### Given text:
──────

Reactions catalyzed by these enzymes and treatments to inhibit the reactions will be examined.

Peroxidases catalyze the following reaction:

     H2O2 + AH2  2 H2O + A (or polymeric A)

where AH2 is a hydride donor.

   In plant products, peroxidase activity may cause the development of off-flavors during frozen storage.
The primary way of deactivating enzymes prior to freezing or dehydration is blanching. Because of the
thermal stability of peroxidase compared to other enzymes, peroxidase activity is used as an indicator of
the adequacy of blanching.

   Phenol oxidases are enzymes in fruits and vegetables that catalyze enzymatic browning. The
reactions are complex since, depending on the plant material, the enzyme may catalyze the reactions of
monophenols, polyphenols or both. The reactions are shown in the following figure:

1. monophenol + O2 + AH2  o-diphenol + A + H2O
2. 2 (o-diphenol) + O2  2(o-quinone) + H2O

   Many phenolic compounds act as substrates for phenol oxidases and thus a wide variety of products
are formed. The brown color characteristic of enzymatic browning is due to the polymerization of the o-
quinones and the reaction of o-quinones with amines and phenolic compounds.

Procedures

A. Enzymatic browning observation
1. Slice an apple into 6 pieces. Immediately place the slices into one of the following:
                         a. water (control)

──────

Saved entries
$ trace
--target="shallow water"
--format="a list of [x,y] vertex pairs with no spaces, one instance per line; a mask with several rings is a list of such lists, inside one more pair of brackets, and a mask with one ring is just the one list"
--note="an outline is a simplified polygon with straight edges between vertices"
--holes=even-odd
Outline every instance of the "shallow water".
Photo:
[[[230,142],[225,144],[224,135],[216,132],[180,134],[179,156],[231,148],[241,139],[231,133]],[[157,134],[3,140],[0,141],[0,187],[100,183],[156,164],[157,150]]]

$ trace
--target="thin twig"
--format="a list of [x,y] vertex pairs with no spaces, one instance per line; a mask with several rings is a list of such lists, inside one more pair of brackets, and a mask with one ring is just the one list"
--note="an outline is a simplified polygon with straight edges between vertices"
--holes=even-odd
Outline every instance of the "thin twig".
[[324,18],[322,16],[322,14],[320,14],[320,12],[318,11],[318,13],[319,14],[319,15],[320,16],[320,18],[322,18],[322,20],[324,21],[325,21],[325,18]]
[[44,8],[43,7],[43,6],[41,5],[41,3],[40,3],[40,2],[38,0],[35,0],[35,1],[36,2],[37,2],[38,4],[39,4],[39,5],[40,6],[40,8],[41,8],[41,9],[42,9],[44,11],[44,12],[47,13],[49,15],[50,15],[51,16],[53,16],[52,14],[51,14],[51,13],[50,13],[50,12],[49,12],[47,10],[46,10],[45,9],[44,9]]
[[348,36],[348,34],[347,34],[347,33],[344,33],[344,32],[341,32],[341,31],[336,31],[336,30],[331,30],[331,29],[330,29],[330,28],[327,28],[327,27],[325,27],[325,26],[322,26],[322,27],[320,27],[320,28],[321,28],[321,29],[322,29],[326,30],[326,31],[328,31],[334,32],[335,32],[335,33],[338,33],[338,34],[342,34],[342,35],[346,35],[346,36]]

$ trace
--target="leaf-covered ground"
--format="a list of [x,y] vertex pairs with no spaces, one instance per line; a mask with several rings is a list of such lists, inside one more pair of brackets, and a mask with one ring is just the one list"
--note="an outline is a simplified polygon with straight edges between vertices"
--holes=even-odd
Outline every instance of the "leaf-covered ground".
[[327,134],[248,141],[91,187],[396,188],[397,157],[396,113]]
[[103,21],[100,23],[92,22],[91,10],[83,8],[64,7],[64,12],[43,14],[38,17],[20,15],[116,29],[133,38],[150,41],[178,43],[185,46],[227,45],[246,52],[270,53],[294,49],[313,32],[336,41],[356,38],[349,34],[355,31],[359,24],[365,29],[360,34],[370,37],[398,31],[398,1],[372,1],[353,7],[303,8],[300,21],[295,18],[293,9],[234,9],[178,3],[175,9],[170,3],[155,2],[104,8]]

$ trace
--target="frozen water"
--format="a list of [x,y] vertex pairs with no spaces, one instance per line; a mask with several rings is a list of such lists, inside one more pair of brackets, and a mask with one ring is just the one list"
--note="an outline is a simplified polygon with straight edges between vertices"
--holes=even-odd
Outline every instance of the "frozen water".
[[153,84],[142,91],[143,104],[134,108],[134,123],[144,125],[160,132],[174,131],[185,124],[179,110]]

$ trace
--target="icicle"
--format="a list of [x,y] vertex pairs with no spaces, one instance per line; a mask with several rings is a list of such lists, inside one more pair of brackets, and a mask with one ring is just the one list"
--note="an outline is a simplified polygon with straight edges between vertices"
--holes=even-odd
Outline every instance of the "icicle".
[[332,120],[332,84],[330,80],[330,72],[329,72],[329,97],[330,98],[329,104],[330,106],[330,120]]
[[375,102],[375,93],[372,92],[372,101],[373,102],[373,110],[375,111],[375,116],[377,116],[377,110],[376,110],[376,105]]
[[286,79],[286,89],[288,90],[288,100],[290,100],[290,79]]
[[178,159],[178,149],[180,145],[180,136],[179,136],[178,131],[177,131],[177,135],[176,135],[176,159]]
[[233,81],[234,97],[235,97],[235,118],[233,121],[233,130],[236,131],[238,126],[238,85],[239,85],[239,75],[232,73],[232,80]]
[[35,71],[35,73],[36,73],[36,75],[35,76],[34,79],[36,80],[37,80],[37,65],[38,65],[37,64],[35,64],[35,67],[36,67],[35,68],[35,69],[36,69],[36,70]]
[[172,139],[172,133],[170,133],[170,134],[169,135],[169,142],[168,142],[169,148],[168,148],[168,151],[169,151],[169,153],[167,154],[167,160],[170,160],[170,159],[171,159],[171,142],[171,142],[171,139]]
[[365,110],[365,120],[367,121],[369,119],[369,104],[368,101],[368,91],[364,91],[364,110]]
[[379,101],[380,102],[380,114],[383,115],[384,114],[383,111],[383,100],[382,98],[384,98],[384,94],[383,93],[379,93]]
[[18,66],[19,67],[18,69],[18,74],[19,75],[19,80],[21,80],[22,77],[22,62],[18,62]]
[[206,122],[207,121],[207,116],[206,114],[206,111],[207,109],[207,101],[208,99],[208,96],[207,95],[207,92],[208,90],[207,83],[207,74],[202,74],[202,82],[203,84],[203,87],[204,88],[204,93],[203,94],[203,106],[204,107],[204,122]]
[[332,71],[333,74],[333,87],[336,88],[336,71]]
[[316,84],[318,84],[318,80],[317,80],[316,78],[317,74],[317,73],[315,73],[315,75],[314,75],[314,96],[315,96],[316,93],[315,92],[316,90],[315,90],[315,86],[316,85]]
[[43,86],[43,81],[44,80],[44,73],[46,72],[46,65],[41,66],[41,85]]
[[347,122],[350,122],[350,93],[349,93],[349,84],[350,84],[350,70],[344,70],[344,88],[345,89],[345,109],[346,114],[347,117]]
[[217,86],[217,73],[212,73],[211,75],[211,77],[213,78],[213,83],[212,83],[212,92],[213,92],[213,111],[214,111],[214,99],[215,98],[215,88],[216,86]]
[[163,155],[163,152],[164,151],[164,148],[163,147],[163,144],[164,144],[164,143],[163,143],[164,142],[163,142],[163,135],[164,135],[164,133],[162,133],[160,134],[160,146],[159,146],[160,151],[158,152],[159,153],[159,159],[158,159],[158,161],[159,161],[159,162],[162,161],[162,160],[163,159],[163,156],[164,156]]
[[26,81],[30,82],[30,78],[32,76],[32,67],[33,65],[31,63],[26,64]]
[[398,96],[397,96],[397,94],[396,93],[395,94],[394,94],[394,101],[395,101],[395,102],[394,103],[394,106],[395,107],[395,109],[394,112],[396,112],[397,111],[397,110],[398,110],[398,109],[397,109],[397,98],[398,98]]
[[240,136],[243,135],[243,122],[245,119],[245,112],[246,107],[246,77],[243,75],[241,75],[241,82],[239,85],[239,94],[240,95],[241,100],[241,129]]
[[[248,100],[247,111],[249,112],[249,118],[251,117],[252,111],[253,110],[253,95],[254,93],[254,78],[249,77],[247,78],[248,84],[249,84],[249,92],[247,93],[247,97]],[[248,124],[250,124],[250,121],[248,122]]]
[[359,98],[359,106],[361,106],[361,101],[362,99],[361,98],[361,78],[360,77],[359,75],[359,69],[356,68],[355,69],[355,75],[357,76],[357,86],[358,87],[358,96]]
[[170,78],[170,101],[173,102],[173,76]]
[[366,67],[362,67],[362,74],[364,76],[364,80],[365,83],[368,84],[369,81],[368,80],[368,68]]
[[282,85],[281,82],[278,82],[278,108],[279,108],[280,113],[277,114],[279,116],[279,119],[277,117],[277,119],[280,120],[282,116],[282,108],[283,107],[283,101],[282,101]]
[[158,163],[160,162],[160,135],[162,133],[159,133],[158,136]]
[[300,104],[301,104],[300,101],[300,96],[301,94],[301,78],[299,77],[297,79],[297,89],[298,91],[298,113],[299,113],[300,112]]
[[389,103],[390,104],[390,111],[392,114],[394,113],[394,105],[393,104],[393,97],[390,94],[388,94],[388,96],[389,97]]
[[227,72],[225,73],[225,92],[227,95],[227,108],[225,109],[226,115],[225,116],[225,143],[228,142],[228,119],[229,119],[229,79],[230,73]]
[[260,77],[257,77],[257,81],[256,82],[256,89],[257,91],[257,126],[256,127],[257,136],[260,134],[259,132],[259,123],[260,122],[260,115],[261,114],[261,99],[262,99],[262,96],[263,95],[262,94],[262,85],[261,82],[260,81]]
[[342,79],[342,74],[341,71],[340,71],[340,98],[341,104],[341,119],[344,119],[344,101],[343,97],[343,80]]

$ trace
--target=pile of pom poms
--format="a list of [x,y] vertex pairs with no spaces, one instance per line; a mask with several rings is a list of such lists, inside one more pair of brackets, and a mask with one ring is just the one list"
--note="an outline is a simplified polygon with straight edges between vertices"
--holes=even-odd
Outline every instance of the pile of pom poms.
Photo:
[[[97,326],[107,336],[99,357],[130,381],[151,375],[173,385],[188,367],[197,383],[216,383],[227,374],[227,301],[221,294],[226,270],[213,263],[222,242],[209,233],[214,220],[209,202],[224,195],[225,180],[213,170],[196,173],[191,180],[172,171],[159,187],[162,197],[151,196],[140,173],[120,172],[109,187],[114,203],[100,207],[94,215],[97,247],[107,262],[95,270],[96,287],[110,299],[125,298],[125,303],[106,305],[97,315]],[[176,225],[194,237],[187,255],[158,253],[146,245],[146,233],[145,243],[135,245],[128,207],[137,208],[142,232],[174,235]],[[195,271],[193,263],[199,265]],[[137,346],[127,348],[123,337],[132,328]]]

──────

### Work order A:
According to the given text, what is used as an indicator of the adequacy of blanching?
### Work order B:
Rewrite the given text from "Phenol oxidases are" up to and including "and phenolic compounds.", substituting "enzymic browning" for "enzymatic browning".

### Written reply A:
Peroxidase activity is used as an indicator of the adequacy of blanching.

### Written reply B:
Phenol oxidases are enzymes in fruits and vegetables that catalyze enzymic browning. The
reactions are complex since, depending on the plant material, the enzyme may catalyze the reactions of
monophenols, polyphenols or both. The reactions are shown in the following figure:

1. monophenol + O2 + AH2  o-diphenol + A + H2O
2. 2 (o-diphenol) + O2  2(o-quinone) + H2O

   Many phenolic compounds act as substrates for phenol oxidases and thus a wide variety of products
are formed. The brown color characteristic of enzymic browning is due to the polymerization of the o-
quinones and the reaction of o-quinones with amines and phenolic compounds.